Задание
В записях от самого начала до строки с «[460,360,589,424]» включительно замени «white curtain» на «sheer curtain» и выпиши эти строки заново, больше ничего в них не меняя.

___

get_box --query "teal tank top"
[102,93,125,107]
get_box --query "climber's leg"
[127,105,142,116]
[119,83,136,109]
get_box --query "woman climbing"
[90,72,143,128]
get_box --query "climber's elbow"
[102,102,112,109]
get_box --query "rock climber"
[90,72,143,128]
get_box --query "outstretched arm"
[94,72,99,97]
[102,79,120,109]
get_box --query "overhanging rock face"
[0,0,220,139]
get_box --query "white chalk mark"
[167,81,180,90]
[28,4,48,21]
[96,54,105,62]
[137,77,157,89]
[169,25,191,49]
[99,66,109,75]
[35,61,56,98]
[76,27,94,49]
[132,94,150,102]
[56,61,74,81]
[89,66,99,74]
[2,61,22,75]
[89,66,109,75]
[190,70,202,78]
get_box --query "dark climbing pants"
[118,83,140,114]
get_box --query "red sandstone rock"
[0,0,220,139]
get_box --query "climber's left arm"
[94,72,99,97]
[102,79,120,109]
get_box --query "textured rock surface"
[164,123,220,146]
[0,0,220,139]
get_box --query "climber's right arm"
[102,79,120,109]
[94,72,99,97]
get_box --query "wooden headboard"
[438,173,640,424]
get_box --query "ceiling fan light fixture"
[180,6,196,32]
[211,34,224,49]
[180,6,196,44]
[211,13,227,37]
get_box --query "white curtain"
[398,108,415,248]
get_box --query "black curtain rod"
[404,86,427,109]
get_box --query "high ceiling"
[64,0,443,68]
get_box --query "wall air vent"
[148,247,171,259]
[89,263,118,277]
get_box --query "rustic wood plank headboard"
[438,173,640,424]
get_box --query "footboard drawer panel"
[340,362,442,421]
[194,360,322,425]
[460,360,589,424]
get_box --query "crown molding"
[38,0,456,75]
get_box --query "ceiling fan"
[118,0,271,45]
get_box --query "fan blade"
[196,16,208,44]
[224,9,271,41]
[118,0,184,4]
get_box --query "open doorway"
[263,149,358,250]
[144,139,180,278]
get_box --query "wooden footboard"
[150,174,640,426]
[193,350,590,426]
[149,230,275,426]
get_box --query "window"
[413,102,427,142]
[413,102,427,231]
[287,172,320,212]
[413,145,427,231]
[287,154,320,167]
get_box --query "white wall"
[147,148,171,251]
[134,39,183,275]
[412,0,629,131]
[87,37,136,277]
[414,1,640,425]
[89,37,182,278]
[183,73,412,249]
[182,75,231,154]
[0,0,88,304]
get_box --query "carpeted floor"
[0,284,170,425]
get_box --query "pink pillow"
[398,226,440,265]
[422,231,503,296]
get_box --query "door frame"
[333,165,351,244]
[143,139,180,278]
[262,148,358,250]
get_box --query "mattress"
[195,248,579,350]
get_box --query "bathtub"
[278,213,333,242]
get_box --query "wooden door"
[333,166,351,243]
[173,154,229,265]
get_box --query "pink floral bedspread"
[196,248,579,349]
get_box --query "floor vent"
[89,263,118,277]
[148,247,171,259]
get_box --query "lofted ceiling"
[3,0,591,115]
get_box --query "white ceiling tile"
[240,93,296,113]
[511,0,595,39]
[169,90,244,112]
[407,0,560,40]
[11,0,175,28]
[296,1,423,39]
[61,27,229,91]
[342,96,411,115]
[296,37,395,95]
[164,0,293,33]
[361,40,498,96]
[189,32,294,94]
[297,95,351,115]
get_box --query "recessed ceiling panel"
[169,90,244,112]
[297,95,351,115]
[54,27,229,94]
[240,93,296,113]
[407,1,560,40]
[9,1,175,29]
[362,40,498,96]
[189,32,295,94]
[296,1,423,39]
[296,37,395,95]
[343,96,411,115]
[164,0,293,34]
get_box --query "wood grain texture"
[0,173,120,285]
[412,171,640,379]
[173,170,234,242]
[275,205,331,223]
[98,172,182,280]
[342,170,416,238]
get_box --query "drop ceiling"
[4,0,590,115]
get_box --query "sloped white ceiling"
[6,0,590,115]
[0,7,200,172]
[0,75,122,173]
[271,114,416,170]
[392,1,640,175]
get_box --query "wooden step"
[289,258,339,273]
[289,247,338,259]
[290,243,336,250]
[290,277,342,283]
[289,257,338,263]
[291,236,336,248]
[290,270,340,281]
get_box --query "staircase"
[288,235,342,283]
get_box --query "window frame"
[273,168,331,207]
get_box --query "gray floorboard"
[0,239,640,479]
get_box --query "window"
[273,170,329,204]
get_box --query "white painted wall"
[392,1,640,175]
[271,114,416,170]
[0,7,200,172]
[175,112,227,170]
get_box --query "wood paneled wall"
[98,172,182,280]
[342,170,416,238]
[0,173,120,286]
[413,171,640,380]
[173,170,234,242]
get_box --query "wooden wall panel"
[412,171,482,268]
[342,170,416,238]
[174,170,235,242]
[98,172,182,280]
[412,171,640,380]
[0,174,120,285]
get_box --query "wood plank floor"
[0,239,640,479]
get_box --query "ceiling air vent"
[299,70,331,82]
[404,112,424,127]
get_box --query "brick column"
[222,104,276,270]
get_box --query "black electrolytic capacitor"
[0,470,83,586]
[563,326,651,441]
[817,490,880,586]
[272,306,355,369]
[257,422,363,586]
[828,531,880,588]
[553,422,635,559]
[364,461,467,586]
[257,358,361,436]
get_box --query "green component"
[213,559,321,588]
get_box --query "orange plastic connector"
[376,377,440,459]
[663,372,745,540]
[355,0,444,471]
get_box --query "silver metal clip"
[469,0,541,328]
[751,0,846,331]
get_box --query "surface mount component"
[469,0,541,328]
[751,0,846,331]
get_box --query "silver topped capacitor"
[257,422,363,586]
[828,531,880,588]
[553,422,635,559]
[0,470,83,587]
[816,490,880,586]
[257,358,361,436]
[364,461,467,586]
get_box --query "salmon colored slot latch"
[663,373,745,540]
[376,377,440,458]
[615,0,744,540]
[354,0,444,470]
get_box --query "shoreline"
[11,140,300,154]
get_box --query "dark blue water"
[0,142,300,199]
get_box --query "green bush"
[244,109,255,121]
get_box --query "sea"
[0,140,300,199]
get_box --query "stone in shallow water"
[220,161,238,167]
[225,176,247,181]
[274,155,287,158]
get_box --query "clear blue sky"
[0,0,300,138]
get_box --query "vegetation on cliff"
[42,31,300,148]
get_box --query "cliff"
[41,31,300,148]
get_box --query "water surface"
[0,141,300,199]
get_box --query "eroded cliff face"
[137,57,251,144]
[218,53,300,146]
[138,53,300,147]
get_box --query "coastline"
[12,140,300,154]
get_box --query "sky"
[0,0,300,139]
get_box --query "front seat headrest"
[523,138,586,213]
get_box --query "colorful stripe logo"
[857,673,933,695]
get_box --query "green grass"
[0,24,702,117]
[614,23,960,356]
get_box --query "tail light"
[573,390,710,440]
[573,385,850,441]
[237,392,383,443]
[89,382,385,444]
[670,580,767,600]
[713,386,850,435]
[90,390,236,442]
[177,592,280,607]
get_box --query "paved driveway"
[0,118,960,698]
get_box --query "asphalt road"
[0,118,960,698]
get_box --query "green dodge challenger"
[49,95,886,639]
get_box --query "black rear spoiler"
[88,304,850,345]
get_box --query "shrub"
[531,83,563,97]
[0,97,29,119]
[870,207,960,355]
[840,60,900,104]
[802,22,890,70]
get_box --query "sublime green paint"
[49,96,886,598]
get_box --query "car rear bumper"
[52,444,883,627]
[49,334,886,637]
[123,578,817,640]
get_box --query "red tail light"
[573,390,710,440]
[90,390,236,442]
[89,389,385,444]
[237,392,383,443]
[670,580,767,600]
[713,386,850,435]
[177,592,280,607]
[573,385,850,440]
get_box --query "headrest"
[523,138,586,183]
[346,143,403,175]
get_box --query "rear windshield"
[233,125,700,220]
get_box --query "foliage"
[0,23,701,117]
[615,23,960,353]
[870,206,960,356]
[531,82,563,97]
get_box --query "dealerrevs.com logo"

___

Ответ
get_box --query "teal tank top"
[102,93,125,107]
get_box --query "climber's leg"
[127,105,142,116]
[119,83,136,109]
get_box --query "woman climbing"
[90,72,143,128]
get_box --query "climber's elbow"
[102,102,112,109]
get_box --query "rock climber"
[90,72,143,128]
get_box --query "outstretched arm"
[94,72,99,97]
[102,79,120,109]
get_box --query "overhanging rock face"
[0,0,220,139]
get_box --query "white chalk mark"
[167,81,180,90]
[28,4,48,21]
[96,54,105,62]
[137,77,157,89]
[169,25,191,49]
[99,66,109,75]
[35,61,56,98]
[76,27,94,49]
[132,94,150,102]
[56,61,74,81]
[89,66,99,74]
[2,61,22,75]
[89,66,109,75]
[190,70,202,78]
get_box --query "dark climbing pants"
[118,83,140,114]
get_box --query "red sandstone rock"
[0,0,220,139]
get_box --query "climber's left arm"
[94,72,99,97]
[102,79,120,109]
get_box --query "textured rock surface"
[164,123,220,146]
[0,0,220,139]
get_box --query "climber's right arm"
[102,79,120,109]
[94,72,99,97]
get_box --query "wooden headboard"
[438,173,640,424]
get_box --query "ceiling fan light fixture"
[180,6,196,32]
[211,34,224,49]
[180,6,196,44]
[211,13,227,37]
get_box --query "sheer curtain"
[398,108,415,248]
get_box --query "black curtain rod"
[404,86,427,109]
get_box --query "high ceiling"
[64,0,443,68]
get_box --query "wall air vent"
[148,247,171,259]
[89,263,118,277]
get_box --query "rustic wood plank headboard"
[438,173,640,424]
get_box --query "footboard drawer panel"
[340,362,442,421]
[194,360,322,425]
[460,360,589,424]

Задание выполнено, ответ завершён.